Show every line from the items below that contains the string "water", copying each one in full.

Coordinate annotation entries:
+-------+

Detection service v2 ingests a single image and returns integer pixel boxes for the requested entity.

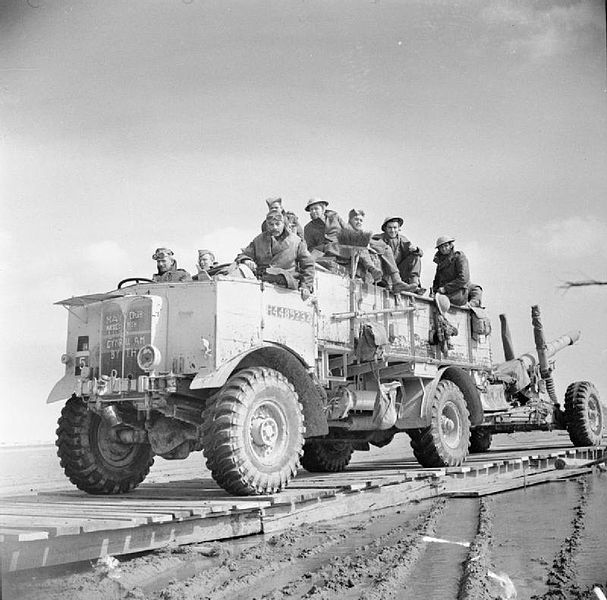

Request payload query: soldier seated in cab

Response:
[338,208,419,294]
[152,248,192,283]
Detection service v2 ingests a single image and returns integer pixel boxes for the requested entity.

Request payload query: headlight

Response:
[137,344,162,371]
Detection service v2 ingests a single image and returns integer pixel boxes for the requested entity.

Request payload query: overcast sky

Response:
[0,0,607,442]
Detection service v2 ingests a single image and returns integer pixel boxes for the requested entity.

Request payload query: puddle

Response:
[402,498,478,600]
[491,480,592,600]
[575,473,607,591]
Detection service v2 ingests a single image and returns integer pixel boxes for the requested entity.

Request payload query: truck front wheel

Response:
[409,380,470,467]
[55,396,154,494]
[565,381,603,446]
[203,367,304,496]
[301,440,354,473]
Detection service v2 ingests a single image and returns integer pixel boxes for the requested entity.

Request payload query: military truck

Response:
[48,268,603,495]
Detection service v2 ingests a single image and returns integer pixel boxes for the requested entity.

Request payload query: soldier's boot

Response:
[392,281,425,294]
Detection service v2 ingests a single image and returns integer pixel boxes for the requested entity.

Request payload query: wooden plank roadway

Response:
[0,447,607,572]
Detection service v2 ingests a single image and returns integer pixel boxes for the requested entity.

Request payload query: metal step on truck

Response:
[47,266,603,495]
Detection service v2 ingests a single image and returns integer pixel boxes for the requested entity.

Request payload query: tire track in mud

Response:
[531,477,590,600]
[457,498,499,600]
[146,499,445,600]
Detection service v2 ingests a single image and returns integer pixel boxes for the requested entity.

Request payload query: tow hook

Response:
[99,406,148,444]
[110,427,148,444]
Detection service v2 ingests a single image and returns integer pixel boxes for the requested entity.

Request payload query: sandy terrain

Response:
[3,434,607,600]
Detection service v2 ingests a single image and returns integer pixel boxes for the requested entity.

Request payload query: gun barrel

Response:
[518,329,581,368]
[546,329,580,358]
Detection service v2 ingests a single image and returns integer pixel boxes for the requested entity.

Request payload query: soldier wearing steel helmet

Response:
[432,235,470,306]
[235,208,314,300]
[373,216,424,288]
[304,198,347,259]
[192,248,218,281]
[152,248,192,283]
[261,198,304,240]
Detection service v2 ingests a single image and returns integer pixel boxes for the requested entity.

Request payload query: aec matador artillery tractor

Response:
[48,254,603,495]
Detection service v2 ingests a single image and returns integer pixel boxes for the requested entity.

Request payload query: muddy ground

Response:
[3,469,607,600]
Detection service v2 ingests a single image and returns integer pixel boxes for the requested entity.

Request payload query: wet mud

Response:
[3,472,607,600]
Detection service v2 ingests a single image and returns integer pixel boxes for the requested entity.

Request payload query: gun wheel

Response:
[204,367,305,496]
[409,380,470,468]
[565,381,603,446]
[55,396,154,494]
[468,429,493,454]
[301,440,354,473]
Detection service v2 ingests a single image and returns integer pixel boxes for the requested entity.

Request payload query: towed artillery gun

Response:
[47,259,603,495]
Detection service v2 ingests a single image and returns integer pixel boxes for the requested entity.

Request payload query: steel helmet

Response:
[434,294,451,315]
[381,217,404,231]
[435,235,455,248]
[304,198,329,212]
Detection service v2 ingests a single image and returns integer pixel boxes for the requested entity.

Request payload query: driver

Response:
[152,248,192,283]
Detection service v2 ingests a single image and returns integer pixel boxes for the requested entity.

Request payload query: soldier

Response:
[340,208,418,294]
[152,248,192,283]
[192,248,217,281]
[235,209,314,300]
[304,198,347,259]
[373,217,424,288]
[432,235,470,306]
[261,198,304,240]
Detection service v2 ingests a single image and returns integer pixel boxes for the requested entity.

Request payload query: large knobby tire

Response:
[203,367,305,496]
[565,381,603,446]
[55,396,154,494]
[410,380,470,468]
[468,429,493,454]
[301,440,354,473]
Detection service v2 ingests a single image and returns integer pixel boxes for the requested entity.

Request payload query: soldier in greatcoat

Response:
[432,235,470,306]
[235,209,314,300]
[373,217,423,287]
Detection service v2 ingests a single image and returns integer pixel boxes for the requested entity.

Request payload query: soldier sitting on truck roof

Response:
[432,235,470,306]
[235,209,314,300]
[338,208,418,294]
[304,198,347,260]
[192,248,218,281]
[152,248,192,283]
[373,217,425,291]
[261,198,304,240]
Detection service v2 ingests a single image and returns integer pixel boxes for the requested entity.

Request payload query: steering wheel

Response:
[116,277,154,290]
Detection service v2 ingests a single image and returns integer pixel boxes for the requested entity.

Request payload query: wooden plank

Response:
[262,481,440,533]
[445,467,592,498]
[0,505,174,525]
[0,527,48,542]
[0,515,141,535]
[0,511,262,572]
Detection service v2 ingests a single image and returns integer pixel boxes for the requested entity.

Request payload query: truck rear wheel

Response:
[203,367,305,496]
[301,440,354,473]
[565,381,603,446]
[409,379,470,467]
[55,396,154,494]
[468,429,493,454]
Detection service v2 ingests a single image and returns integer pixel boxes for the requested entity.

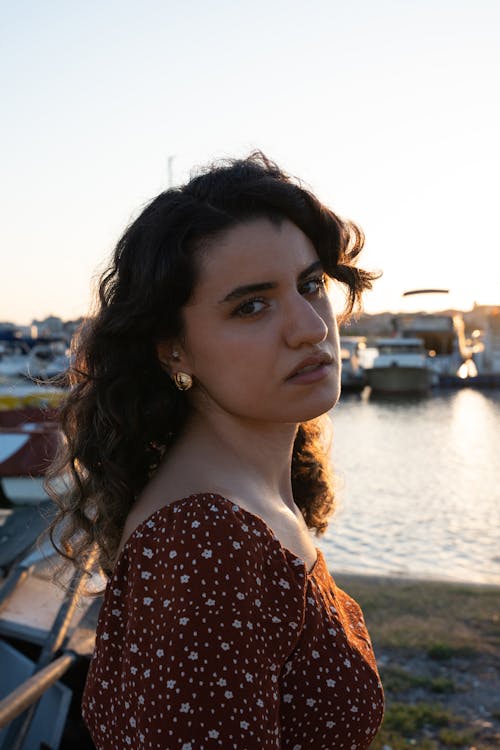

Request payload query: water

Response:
[322,388,500,584]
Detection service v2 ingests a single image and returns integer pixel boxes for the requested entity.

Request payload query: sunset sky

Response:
[0,0,500,323]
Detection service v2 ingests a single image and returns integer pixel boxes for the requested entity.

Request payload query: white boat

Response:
[366,338,432,393]
[340,336,366,391]
[397,313,472,385]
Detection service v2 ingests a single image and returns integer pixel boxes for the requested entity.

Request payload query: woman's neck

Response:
[159,414,297,511]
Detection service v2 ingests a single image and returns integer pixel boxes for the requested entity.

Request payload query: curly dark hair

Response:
[47,151,378,575]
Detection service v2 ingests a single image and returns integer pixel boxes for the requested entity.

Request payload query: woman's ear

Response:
[156,341,187,376]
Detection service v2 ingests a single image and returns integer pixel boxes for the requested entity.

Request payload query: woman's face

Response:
[168,219,340,423]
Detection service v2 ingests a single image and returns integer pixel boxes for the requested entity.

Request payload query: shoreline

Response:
[329,569,500,592]
[332,572,500,750]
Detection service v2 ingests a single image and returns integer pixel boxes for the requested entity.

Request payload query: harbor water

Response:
[322,388,500,584]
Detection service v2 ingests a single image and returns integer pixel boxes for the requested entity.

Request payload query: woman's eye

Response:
[300,276,326,294]
[233,297,267,318]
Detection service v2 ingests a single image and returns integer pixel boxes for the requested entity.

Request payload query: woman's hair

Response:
[47,151,377,574]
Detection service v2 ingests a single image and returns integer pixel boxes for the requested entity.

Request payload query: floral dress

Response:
[83,494,384,750]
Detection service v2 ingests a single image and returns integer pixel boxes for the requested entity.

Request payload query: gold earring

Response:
[174,372,193,391]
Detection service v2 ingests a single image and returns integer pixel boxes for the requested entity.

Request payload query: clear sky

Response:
[0,0,500,323]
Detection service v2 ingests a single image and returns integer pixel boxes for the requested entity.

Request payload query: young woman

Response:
[50,153,383,750]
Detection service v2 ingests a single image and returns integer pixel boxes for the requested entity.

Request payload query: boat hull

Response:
[366,365,432,393]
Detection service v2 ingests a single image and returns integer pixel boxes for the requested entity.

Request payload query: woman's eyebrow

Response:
[220,260,323,304]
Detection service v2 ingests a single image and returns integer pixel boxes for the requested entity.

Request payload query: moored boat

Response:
[366,338,432,393]
[340,336,366,392]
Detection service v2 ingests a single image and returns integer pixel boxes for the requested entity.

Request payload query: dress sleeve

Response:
[84,506,289,750]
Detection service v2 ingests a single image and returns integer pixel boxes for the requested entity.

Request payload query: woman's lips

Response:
[286,362,331,385]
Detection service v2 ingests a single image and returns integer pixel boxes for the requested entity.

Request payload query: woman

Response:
[50,153,383,750]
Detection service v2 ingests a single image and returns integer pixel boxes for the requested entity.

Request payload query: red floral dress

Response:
[83,494,384,750]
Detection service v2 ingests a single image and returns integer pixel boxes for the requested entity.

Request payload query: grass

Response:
[335,576,500,659]
[334,576,500,750]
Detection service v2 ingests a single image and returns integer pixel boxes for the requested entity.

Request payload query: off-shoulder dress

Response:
[82,494,384,750]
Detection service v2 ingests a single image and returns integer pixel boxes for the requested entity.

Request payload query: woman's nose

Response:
[285,295,328,349]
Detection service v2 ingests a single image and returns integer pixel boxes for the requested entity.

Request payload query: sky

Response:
[0,0,500,324]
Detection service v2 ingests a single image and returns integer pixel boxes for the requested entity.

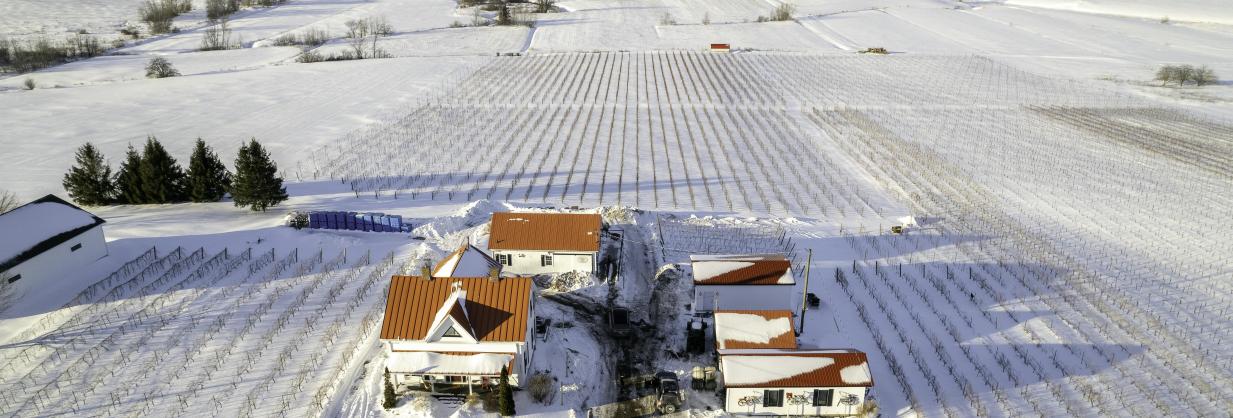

+-------+

## Output
Request payload query: water
Request payload query: harbor water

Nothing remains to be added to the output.